# Excerpt to read

▼▼▼

Aaron Renn, The Manosphere and the Church (September 2020)

Presumption of Regularity Redux

Early in Trump’s second administration, handwriting appeared on the walls of the Department of Justice and the offices Federal District Attorneys:

Integrity will not be tolerated if it requires candor to the court about weaknesses in the Administration’s position.

If you’ve ever been even a mediocre lawyer, you know that intransigence toward a judge who has figured out your case’s weakness is not wise even in the short term. In the longer term, it tells the court you can’t be trusted to be honest.

In Federal Courts, there was a longstanding “presumption of regularity” in the doings of government lawyers. That has been lost so completely that it’s no longer even talked about in the news, especially when there are new Administration theatrics to talk about.

But I’m going to talk about something related. Minneapolis is a “sanctuary city” of a fairly rigorous sort. It won’t cooperate with DHS/ICE even so modestly as to let them know when they have illegal immigrants convicted of violent crimes in their custody. That’s part of Trump’s rationale, at least after-the-fact, for sending in 3000 ICE agents ostensibly to deal with welfare fraud that didn’t involve illegal immigrants but US Citizens who were once immigrants. So something smells fishy.

▲▲▲

# Set problem
Condense the paragraph of the excerpt on the presumption of regularity that begins "But I'm going to talk about something related" into a short bulleted list that keeps its main facts. These records are drawn from a different source than the text.

# Dataset entries
▼▼▼

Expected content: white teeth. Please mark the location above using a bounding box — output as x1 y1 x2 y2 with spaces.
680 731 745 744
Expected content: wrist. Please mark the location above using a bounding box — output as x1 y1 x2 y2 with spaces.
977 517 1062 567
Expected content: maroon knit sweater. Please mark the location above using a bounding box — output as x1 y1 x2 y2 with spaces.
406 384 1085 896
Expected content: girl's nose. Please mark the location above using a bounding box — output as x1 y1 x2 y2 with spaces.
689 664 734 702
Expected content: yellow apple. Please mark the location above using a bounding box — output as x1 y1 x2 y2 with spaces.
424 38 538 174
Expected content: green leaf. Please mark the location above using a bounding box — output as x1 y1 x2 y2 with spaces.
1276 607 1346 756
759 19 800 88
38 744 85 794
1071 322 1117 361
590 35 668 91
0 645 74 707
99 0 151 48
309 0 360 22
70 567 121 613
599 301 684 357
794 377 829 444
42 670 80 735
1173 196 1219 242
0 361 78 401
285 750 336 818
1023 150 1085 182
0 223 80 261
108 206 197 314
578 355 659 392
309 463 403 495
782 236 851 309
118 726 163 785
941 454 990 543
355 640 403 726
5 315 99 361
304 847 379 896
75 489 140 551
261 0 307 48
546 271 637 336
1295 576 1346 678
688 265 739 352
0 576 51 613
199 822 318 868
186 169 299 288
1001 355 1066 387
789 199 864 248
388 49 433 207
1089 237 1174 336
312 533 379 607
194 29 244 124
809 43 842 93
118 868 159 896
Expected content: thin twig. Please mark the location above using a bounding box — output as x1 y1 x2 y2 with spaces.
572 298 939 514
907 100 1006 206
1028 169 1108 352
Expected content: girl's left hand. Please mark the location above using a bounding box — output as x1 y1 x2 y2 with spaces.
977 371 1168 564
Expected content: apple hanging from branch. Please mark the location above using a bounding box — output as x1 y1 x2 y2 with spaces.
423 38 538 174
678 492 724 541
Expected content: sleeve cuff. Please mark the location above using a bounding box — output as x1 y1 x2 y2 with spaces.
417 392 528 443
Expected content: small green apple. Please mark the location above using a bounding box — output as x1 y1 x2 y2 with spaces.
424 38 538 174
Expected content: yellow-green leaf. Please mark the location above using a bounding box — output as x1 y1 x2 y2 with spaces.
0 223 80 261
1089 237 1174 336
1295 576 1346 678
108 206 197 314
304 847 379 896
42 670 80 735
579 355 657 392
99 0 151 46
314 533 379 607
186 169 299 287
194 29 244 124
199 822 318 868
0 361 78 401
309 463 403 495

▲▲▲
▼▼▼

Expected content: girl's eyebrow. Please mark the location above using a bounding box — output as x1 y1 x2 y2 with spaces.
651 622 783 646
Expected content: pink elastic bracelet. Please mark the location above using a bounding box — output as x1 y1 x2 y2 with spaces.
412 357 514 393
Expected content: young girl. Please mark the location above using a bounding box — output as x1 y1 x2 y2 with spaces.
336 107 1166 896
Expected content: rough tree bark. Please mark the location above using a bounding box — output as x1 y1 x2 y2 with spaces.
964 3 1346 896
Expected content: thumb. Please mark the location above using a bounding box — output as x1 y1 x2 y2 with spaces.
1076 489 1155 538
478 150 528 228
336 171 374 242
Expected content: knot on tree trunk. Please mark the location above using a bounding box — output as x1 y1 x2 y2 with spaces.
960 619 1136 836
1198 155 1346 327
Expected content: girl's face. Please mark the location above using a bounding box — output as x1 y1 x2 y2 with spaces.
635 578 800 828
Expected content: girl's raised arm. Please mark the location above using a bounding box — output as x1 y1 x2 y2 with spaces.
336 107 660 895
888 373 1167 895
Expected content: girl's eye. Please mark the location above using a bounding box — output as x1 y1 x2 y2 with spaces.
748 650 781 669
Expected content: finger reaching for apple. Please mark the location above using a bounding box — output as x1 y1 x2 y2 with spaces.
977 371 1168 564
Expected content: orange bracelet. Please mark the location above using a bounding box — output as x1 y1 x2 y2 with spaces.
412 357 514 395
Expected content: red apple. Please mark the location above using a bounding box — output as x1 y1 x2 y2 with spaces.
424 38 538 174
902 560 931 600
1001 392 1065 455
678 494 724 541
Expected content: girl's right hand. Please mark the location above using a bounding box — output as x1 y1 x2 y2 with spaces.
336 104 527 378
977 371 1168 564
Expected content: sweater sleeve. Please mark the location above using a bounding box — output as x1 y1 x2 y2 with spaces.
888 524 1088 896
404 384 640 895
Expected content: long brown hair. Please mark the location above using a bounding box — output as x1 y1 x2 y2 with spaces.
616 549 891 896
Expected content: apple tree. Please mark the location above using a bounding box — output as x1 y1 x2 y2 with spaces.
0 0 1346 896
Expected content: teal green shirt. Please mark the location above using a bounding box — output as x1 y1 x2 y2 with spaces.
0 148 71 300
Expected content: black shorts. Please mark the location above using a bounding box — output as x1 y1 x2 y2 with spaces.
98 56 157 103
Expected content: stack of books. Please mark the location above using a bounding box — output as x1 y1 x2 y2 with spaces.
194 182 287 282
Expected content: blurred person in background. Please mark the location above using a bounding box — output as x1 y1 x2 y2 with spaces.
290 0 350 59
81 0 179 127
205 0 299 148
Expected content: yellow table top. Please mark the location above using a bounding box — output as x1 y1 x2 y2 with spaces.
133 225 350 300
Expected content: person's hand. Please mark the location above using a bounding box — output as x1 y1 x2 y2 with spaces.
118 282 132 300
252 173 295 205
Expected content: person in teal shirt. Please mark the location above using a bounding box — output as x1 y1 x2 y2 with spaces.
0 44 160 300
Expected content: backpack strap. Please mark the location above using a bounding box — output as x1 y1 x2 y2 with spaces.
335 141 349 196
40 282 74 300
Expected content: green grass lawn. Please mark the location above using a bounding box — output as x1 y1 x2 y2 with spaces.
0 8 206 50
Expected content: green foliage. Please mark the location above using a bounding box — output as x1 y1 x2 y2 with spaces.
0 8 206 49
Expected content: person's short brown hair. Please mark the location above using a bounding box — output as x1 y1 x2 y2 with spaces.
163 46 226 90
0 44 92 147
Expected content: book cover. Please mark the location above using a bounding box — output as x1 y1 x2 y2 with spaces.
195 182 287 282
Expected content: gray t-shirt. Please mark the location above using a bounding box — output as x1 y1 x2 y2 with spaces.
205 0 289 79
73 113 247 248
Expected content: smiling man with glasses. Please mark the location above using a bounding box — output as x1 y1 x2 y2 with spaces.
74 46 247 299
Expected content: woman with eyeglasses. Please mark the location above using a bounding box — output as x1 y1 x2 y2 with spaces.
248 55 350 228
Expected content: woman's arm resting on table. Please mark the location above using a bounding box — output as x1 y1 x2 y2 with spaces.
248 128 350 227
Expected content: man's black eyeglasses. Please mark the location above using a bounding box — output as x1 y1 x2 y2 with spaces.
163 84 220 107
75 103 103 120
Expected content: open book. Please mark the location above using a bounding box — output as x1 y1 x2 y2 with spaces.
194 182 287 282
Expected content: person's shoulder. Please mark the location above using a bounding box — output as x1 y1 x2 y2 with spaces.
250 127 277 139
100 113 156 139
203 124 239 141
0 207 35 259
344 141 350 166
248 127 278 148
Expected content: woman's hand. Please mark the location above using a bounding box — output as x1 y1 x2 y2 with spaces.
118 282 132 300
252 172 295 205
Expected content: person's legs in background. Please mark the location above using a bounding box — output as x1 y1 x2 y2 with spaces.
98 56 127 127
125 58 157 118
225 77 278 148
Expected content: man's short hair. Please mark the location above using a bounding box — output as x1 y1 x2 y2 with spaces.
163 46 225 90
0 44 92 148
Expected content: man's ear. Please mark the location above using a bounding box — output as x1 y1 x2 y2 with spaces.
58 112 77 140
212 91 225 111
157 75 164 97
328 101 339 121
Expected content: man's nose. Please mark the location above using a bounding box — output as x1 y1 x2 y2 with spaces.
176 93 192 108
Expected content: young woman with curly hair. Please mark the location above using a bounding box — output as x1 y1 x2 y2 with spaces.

▲▲▲

# Response to this exercise
- The writer turns to a topic related to the loss of the presumption of regularity.
- Minneapolis is a fairly rigorous sanctuary city.
- It won't cooperate with DHS/ICE, not even to tell them when it holds illegal immigrants convicted of violent crimes.
- That refusal is part of Trump's rationale, at least after the fact, for sending in 3000 ICE agents.
- The agents were ostensibly sent to deal with welfare fraud that involved US citizens who were once immigrants, not illegal immigrants.
- The writer concludes that something smells fishy.